===== ARTICLE =====

The Final Levels of the Underlyings will be based on the arithmetic average of the Official Closing Levels of the Underlyings on each of the Ending Averaging Dates, subject to postponement for non-trading days and certain market disruption events. Even if the level of the Least Performing Underlying appreciates during the term of the notes other than on the Ending Averaging Dates but then decreases on one or more of the Ending Averaging Dates, the Payment at Maturity may be less, and may be significantly less, than it would have been had the Payment at Maturity been linked to the level of the Least Performing Underlying prior to such decrease. Although the actual levels of the Underlyings on the Maturity Date or at other times during the term of the notes may be higher than their respective Final Levels, the Payment at Maturity will be based solely on the arithmetic average of the Official Closing Levels of the Underlyings on the Ending Averaging Dates.

 

Credit risk of HSBC USA Inc.

 

The notes are senior unsecured debt obligations of the Issuer, HSBC, and are not, either directly or indirectly, an obligation of any third party. As further described in the accompanying prospectus supplement and prospectus, the notes will rank on par with all of the other unsecured and unsubordinated debt obligations of HSBC, except such obligations as may be preferred by operation of law. Any payment to be made on the notes, including any return of principal at maturity, depends on the ability of HSBC to satisfy its obligations as they come due. As a result, the actual and perceived creditworthiness of HSBC may affect the market value of the notes and, in the event HSBC were to default on its obligations, you may not receive the amounts owed to you under the terms of the notes.

 

The notes will not bear interest.

 

As a holder of the notes, you will not receive interest payments.

 

FWP-8

 

 

Changes that affect an Underlying may affect the market value of the notes and the amount you will receive at maturity.

 

The policies of a reference sponsor concerning additions, deletions and substitutions of the constituents included in the relevant Underlying and the manner in which the reference sponsor takes account of certain changes affecting those constituents may affect the level of that Underlying. The policies of a reference sponsor with respect to the calculation of the relevant Underlying could also affect the level of that Underlying. A reference sponsor may discontinue or suspend calculation or dissemination of the relevant Underlying. Any such actions could affect the value of the notes and their return.

 

The notes are not insured or guaranteed by any governmental agency of the United States or any other jurisdiction.

===== GIVEN RECORDS =====

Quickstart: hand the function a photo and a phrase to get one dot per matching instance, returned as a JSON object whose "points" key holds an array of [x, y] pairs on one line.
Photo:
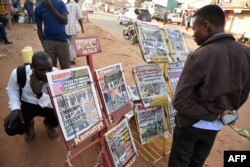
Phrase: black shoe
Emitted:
{"points": [[72, 62], [30, 134], [7, 42], [52, 133]]}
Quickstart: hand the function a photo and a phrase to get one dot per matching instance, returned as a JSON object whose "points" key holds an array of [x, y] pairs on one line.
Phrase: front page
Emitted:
{"points": [[120, 143], [150, 82], [113, 87], [174, 73], [152, 42], [177, 44], [150, 121], [75, 100]]}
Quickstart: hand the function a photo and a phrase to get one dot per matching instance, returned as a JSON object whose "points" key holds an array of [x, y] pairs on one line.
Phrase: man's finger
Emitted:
{"points": [[21, 117], [10, 123]]}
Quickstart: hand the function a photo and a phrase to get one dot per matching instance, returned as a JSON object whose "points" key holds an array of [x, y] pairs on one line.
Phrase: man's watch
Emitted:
{"points": [[39, 95]]}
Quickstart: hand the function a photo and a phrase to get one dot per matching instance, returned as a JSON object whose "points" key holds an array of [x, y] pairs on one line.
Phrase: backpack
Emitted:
{"points": [[21, 78]]}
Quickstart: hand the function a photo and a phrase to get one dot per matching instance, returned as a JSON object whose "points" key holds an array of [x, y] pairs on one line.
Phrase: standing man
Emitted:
{"points": [[165, 17], [29, 6], [33, 99], [53, 14], [73, 26], [214, 82]]}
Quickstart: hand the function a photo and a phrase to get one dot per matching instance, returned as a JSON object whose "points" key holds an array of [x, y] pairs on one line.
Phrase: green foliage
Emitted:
{"points": [[139, 2]]}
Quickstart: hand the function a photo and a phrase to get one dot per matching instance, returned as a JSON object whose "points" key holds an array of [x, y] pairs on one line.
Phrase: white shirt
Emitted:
{"points": [[214, 125], [73, 26], [27, 93]]}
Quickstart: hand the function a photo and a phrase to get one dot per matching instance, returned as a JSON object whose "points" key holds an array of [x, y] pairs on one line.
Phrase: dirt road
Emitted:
{"points": [[44, 152]]}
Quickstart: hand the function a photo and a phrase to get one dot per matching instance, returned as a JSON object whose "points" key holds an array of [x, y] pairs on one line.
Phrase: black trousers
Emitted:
{"points": [[191, 146], [29, 112]]}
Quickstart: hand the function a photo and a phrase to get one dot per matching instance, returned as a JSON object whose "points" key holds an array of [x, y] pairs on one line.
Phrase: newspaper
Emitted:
{"points": [[75, 100], [86, 46], [150, 121], [177, 44], [113, 87], [171, 112], [150, 82], [133, 93], [120, 144], [174, 73], [152, 42]]}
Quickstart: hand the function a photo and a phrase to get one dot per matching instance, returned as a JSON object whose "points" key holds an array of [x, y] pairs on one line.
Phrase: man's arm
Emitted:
{"points": [[185, 100], [80, 17], [40, 31], [62, 18], [14, 100]]}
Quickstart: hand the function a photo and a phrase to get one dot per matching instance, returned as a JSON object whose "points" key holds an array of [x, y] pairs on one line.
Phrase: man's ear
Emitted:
{"points": [[206, 25]]}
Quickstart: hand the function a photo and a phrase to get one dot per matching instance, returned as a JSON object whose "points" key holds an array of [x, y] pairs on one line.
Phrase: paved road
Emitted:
{"points": [[109, 23]]}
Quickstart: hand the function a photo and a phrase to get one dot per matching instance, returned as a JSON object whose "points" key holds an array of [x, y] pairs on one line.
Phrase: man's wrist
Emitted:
{"points": [[38, 95]]}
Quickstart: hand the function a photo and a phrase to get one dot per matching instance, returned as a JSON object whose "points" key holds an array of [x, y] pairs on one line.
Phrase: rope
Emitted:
{"points": [[68, 159]]}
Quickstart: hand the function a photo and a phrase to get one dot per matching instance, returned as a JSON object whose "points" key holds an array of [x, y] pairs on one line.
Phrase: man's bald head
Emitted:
{"points": [[40, 58], [41, 64]]}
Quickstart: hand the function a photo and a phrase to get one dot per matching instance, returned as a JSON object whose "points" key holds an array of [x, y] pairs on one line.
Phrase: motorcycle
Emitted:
{"points": [[129, 33], [129, 30], [245, 38]]}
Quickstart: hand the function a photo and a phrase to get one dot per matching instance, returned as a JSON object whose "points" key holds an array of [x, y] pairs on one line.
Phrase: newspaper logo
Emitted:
{"points": [[236, 158], [89, 133]]}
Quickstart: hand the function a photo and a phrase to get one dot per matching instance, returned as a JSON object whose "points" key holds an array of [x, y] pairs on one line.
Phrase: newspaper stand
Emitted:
{"points": [[86, 46]]}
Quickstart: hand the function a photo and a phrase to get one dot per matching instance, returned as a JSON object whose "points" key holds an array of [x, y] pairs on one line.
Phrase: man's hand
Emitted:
{"points": [[48, 4], [226, 112], [36, 85], [12, 116]]}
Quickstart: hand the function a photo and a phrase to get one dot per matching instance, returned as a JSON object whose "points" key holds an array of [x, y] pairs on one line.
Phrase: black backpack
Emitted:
{"points": [[21, 78]]}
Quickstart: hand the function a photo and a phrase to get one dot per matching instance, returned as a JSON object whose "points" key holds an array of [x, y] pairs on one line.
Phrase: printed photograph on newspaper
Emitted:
{"points": [[121, 144], [150, 82], [75, 100], [177, 44], [152, 42], [133, 93], [171, 112], [150, 122], [113, 86], [174, 73], [86, 46]]}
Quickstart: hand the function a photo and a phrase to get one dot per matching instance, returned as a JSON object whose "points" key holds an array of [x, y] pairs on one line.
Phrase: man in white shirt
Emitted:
{"points": [[34, 100], [73, 27]]}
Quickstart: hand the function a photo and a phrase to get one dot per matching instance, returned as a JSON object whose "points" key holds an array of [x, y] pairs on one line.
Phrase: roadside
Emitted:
{"points": [[44, 152]]}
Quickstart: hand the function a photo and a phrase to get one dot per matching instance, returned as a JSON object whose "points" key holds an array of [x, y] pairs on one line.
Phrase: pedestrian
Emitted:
{"points": [[33, 101], [165, 17], [73, 27], [214, 82], [188, 20], [53, 15], [29, 6]]}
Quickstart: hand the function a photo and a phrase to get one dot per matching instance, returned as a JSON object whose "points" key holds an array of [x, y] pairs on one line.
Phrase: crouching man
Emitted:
{"points": [[31, 100]]}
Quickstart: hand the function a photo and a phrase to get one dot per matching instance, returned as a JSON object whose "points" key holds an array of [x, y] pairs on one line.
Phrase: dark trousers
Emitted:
{"points": [[29, 112], [191, 146], [3, 36], [4, 21], [58, 50]]}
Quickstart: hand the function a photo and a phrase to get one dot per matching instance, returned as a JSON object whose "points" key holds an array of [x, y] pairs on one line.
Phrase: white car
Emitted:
{"points": [[128, 16], [88, 8], [174, 18]]}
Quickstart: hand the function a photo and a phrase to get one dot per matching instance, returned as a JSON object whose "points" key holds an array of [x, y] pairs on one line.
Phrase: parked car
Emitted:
{"points": [[174, 18], [129, 15], [88, 8]]}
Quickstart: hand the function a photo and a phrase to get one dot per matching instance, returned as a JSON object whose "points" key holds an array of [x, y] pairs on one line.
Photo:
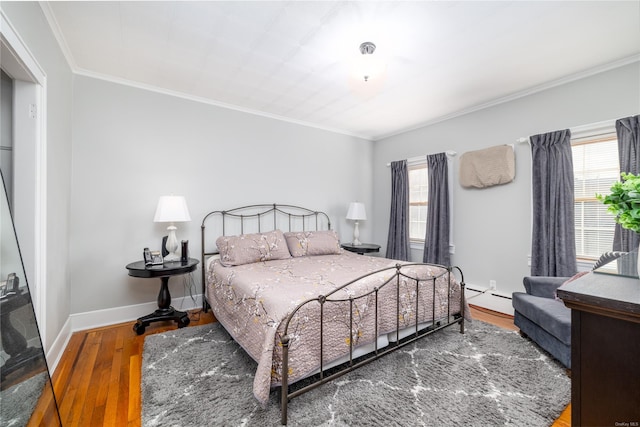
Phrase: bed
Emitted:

=====

WHAT TO DO:
(A) In the notes disclosure, what are the Final Levels of the Underlyings based on?
(B) Report how many lines of the rows contain the string "newspaper", giving only the number.
The disclosure and the rows have no connection to each other.

EXPECTED RESULTS:
(A) The arithmetic average of the Official Closing Levels of the Underlyings on each of the Ending Averaging Dates.

(B) 4